**AIM OF THE EXERCISE**.
Update the lines starting at the one containing "Locate the rain" and ending at the one containing "Locate the umbrella", changing "put a marker" to "place a pin" and leaving everything else as it is. Give only those lines.

>> BEGIN DATA PROVIDED

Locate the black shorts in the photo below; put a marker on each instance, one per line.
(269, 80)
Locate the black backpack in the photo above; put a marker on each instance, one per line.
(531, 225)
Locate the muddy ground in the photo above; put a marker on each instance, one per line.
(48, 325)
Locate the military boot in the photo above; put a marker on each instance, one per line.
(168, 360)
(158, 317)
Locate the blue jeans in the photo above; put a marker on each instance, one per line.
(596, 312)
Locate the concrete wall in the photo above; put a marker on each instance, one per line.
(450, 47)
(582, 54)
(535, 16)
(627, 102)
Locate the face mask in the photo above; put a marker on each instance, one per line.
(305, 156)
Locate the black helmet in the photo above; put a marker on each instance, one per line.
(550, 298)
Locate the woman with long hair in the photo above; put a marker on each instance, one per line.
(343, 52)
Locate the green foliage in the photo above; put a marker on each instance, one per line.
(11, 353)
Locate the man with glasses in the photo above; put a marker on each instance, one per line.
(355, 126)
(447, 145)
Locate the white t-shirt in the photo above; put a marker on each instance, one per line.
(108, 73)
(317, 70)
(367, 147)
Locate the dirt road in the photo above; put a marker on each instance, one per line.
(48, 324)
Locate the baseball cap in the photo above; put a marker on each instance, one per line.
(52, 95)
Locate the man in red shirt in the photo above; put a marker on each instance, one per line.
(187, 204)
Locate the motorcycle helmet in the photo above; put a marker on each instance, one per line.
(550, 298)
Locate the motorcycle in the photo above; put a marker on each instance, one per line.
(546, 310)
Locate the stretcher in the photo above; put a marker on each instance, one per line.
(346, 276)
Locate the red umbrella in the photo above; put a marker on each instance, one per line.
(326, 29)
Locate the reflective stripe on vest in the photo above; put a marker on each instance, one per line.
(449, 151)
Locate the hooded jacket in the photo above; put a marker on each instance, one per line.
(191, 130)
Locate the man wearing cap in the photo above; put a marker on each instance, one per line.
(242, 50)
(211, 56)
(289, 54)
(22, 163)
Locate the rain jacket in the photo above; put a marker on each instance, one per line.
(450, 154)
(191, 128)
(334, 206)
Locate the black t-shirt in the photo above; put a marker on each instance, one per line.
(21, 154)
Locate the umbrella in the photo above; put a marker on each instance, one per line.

>> END DATA PROVIDED
>> BEGIN DATA PROVIDED

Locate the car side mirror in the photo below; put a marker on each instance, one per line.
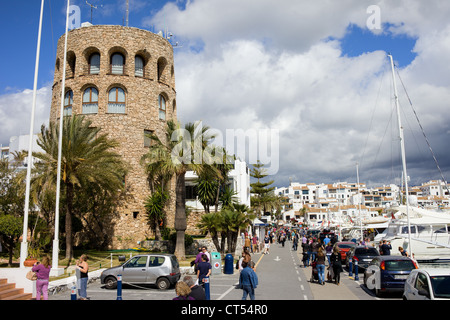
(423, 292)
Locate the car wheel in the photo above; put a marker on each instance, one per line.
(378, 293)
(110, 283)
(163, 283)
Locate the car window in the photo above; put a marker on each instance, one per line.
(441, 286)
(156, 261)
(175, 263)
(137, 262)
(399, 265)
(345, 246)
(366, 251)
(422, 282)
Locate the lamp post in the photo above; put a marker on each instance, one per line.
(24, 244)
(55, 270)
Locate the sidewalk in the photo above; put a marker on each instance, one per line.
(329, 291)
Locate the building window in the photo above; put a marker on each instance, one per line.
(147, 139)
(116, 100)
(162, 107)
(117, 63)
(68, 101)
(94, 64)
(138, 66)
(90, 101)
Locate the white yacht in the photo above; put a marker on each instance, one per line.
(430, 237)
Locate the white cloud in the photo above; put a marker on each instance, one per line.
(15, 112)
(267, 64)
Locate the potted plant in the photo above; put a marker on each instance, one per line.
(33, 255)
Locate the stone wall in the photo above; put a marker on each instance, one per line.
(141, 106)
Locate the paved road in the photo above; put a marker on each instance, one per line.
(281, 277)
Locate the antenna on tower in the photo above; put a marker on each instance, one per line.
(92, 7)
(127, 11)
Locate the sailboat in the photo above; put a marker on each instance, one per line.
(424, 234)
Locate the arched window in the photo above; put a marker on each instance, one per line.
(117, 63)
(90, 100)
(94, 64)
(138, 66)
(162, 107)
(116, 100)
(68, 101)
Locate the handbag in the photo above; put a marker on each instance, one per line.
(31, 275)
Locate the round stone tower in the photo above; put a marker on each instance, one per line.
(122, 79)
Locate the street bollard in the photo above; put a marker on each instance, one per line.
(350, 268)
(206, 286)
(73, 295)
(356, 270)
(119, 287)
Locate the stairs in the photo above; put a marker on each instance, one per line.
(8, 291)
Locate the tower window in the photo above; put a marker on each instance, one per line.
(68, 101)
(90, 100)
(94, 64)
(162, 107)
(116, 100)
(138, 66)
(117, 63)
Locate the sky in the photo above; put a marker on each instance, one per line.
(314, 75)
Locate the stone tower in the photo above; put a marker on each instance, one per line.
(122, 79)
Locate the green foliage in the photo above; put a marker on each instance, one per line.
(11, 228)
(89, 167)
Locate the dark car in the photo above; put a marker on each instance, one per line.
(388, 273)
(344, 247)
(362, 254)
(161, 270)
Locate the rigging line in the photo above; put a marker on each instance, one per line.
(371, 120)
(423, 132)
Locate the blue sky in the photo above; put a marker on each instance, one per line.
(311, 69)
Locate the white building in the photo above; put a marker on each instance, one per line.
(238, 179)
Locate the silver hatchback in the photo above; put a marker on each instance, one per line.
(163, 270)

>> END DATA PROVIDED

**SOLUTION TO THE EXERCISE**.
Locate the rain jacket in the photo above; place a pin on each instance, one per line.
(450, 154)
(191, 128)
(334, 206)
Locate the black t-shirt in the photo above; place a pin on each instance, one per line.
(21, 154)
Locate the umbrella in the photo above; place a pin on each instance, one per line.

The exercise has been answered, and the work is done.